Exercise prompt: Exact transcription of the data below is required, without the images.

(Image point grounding data)
------------------------------------------------------------------------
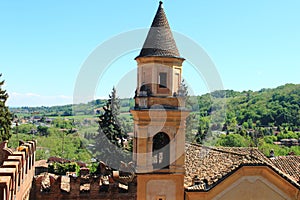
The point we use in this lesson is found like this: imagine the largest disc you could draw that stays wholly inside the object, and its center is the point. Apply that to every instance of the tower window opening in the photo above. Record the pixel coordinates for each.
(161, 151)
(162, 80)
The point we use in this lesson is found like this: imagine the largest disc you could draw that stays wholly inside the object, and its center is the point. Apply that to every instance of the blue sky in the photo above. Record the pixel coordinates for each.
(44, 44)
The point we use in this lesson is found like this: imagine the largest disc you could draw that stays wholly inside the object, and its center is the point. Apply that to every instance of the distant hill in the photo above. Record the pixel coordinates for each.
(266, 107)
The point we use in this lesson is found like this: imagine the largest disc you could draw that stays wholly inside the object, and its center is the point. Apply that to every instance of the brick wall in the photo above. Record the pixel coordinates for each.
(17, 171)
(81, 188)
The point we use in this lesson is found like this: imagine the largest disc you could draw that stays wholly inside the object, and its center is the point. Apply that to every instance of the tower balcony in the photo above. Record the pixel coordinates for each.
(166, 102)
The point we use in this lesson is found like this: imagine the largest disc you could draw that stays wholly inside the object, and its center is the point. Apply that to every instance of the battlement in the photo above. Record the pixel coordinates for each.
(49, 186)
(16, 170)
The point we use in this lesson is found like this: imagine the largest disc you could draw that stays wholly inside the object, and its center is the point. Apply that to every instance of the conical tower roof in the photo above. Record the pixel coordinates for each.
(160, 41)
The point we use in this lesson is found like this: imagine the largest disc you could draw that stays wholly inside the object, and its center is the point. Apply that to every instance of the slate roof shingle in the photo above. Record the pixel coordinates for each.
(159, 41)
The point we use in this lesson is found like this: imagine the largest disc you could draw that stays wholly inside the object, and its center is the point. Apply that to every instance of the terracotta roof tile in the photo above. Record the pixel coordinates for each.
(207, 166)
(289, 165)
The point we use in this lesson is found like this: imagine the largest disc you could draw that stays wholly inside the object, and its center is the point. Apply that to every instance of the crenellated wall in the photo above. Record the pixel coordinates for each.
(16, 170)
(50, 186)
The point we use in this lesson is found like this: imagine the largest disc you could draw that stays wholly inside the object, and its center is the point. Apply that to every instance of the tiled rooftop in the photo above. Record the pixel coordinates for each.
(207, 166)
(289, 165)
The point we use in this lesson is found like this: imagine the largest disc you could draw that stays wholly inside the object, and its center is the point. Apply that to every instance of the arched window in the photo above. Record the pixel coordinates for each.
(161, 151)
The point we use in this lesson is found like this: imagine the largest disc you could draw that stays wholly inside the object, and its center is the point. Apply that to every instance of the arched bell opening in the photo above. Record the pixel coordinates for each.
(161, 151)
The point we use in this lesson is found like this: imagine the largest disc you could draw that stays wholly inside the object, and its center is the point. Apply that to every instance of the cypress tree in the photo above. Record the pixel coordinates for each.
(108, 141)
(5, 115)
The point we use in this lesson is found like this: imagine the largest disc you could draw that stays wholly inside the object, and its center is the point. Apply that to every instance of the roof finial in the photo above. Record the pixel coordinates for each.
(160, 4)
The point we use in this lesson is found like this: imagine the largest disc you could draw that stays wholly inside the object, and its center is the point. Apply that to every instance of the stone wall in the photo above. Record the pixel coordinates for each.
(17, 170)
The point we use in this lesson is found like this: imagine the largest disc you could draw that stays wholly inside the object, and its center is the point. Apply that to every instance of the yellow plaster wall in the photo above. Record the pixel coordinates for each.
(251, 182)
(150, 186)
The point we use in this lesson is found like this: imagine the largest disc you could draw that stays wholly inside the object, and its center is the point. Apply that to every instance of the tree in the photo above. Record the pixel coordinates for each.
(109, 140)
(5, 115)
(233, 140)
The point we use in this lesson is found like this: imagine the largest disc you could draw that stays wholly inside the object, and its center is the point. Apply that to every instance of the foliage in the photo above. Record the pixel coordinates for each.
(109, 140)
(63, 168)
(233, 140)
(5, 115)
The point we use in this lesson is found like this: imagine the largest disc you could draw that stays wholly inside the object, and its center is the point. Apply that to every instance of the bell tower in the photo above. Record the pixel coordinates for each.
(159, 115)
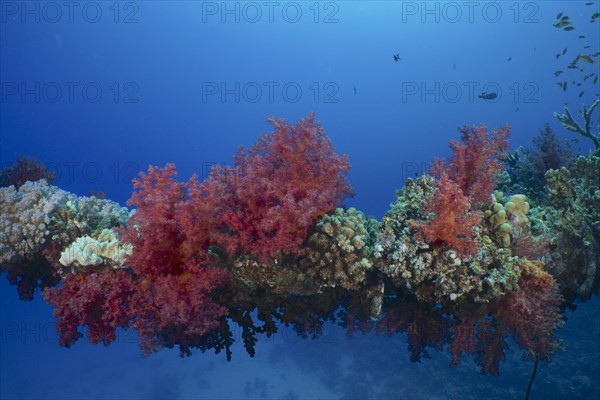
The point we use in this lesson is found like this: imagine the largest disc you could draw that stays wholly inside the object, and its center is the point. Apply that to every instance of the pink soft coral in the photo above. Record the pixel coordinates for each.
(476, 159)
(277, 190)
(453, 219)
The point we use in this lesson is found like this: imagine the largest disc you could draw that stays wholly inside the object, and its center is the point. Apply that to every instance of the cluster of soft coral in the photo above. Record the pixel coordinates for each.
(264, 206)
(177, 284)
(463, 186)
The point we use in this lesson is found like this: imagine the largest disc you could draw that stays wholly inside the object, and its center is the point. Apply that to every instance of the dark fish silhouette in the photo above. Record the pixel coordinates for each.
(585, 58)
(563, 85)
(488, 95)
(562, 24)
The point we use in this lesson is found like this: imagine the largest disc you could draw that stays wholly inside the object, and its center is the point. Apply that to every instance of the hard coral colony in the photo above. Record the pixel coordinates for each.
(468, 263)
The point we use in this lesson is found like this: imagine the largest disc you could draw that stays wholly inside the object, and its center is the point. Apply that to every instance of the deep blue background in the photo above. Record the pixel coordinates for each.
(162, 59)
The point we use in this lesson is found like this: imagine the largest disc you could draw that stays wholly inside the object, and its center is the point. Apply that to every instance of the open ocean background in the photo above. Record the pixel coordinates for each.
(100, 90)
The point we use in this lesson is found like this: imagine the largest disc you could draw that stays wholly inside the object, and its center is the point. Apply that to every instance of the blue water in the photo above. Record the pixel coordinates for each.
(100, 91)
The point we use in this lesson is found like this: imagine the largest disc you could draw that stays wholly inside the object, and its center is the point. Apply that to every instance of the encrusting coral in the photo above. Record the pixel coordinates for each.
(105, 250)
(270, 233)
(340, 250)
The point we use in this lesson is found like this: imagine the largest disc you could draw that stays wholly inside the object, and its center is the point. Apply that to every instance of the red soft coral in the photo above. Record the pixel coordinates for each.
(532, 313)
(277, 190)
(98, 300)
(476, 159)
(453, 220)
------------------------------------------------------------------------
Result of this task:
The point we use in this lesson is found like this: imagine the largest disc you could draw that stays wholly inside the object, and its center is the point. Apply that to every instance of the tower window opening in the photo above. Record the pixel coordinates for each.
(161, 151)
(162, 80)
The point we use in this lesson is found like this: imagine the largest disc you could draw that stays wholly inside the object, and its center is the point. Apply that to every instance of the blue sky in the photo above. Record the pixel coordinates for each.
(44, 44)
The point we use in this lesson is found like this: imagine the largest disc you could draw that stays wholly inside the object, and its center is the point. Apply that to every instance of the distant hill in the photo above. Record the pixel coordinates for each.
(266, 107)
The point we use in this lesson is found like this: imagine the largest disc you could draw that stays wholly inside the object, and its center is the point. Apply that to every instance of the brick wall in the photo above. Record the pixel coordinates for each.
(17, 171)
(81, 188)
The point we use in this lesson is found like this: imagine the largest disc you could draw that stays wholly inside the object, and its center is the point. Apply that to every instance of the tower balcony in the photo above. Record the pixel coordinates for each.
(166, 102)
The point we use in this lesson is found like this: imagine the largest disc you could draw that stays wholly inside the object, and its center is the point. Apply that to every instance of the battlement in the photo above. Record the pixel coordinates for each.
(49, 186)
(16, 170)
The point we use in this lesson is found like this: imagine the largest disc you could draw that stays wholly inside the object, and its center is the point. Apply that to every instance of the conical tower roof in the photo above. Record the pixel coordinates for each.
(160, 41)
The point we use in this lesson is found like this: imagine the largest disc you could draw that stays wholly inside the object, and its center is the point. Apply that to every instance of the slate roof shingle in the photo above. Record the pixel coordinates for each.
(159, 41)
The point we use in this lesson is found like this: imagine the largest disc you could draw that stays wholly inside the object, and its center is the point. Apply that to every instance of the terracotta roof tile in the photo above. Record the pixel coordinates for each.
(207, 166)
(289, 165)
The point we use in this lesson is found like this: imagine the largest disc you could draw that stays wholly inside the object, and its center is the point. Apply that to every instance of the crenellated wall in the photo above. Record the pixel coordinates for each.
(16, 170)
(50, 186)
The point we use in this lesson is found like this: imagine the largest disc you could draw that stays wholly inside the object, and its center is the point. Apply that to every instance of the tiled rooftop in the photo above. Record the pixel coordinates for each.
(207, 166)
(289, 165)
The point we use in this lesson is found like this: imagine the largest disc you could draw that stays wholly inside the object, and its center is the point. Apply that to every instance of the arched window in the photo above. Record the pixel coordinates for each.
(161, 151)
The point we use in this lesson is found like this: imagine the largest disc you could draw that stays wholly inside the object, and its center is the point. Apply that to every instance of the arched bell opening in the photo above. Record the pixel coordinates for each.
(161, 151)
The point we use in this lesson is found like this: imagine the largest disc you could draw that stays wholly inside the object, and its center is the point. Apply that to every instance of the cypress tree in the photo above. Record the pixel coordinates for each.
(108, 141)
(5, 115)
The point we use in this lesson is found like this: imagine the largest disc you could draw that stays wholly inside the object, and its center is the point. Apply that to every instance of the roof finial in the photo above. Record the pixel coordinates for each.
(160, 4)
The point we use in this lesson is found like this: imagine the largest disc you could draw that stays wholly inside the object, and its center is the point. Apply that to every instance of the stone wall in the photo above. Record the pixel coordinates for each.
(17, 170)
The point we use in this lesson is found like this: imagine the largest disc you could draw that stays wholly inside the object, and its center is the point. Apply that to every instance of the yellow plaster wall in the photo above. Record the pixel coordinates for each.
(251, 182)
(150, 186)
The point we use in this lesson is found like this: imagine the largest disc you could draw that stays wholly inside the object, and its center is the point. Apply that to every instance of the tree in the photo above. Record the pixel coordinates for each.
(109, 140)
(5, 115)
(233, 140)
The point we use in this lesson is found like this: imagine the largest disc you could draw that stays wholly inside the object, and its center is the point. Apply that to every instance of the foliage in the photo above. Record the pixel coordinates for each.
(109, 140)
(63, 168)
(233, 140)
(5, 115)
The point we use in this lesson is found like this: imagine the largest disc you could draw that stays wholly inside the object, and its center is the point. Apply that to every instance of the bell tower in the photo above. Record the pixel coordinates for each.
(159, 115)
The point we use in this lesson is found like this: imagine the largest disc you could draw that stays wholly inside the object, and its center is the point. Apply that to every instance of the pink soft coral in the photo above. Record the pixel coordinates for each.
(476, 159)
(277, 190)
(453, 219)
The point we use in this lesson is found like this: imagine the largest disc you could draw that stays wholly inside the object, and its center is the point. Apply that to every instance of the cluster of soft coral in the photo above. Record the pixel coordinates for each.
(264, 206)
(177, 284)
(463, 186)
The point we use in this lesson is found like this: imagine the largest disc you could draw that stays wholly inside the object, and its center is the point. Apply that to every instance of the dark fish silhouette in the photo above. Record the pixel coordinates for each.
(585, 58)
(563, 85)
(488, 95)
(562, 24)
The point we use in this lesson is found like this: imagine the largest disc you could draw that stays wholly inside the object, and its center is the point. Apply that to every instance of the hard coral colony in the photo above. Record the pixel coordinates for each.
(468, 263)
The point we use in this lesson is found like this: imagine the largest disc you could draw that stays wholly inside the object, and its center is the point. Apply that to every instance of the deep blue background in the photo above. Record the pixel coordinates for each.
(162, 59)
The point we use in this lesson is found like this: imagine the largest disc you could draw that stays wholly inside the object, and its center is the point. Apply that to every instance of the open ocean background in the photo above. Record the pixel coordinates for each.
(100, 90)
The point we use in this lesson is found like this: imagine the largest disc you could draw that stays wholly inside the object, and its center is the point. Apply that to every instance of the blue water in the photo above. Record the pixel coordinates for each.
(100, 91)
The point we use in this lesson is found like this: imagine the largest disc you could draw that stays wholly inside the object, and its center is the point. Apply that to every instance of the encrusting coral in the photo above. Record the pixel coordinates for each.
(105, 250)
(270, 233)
(340, 250)
The point we use in this lesson is found like this: imagine the largest disc you could draw that stays wholly inside the object, and its center is the point. Apply that to every instance of the red soft coral in the photo above. Record the pixel coordinates for each.
(532, 313)
(277, 190)
(98, 300)
(476, 159)
(453, 220)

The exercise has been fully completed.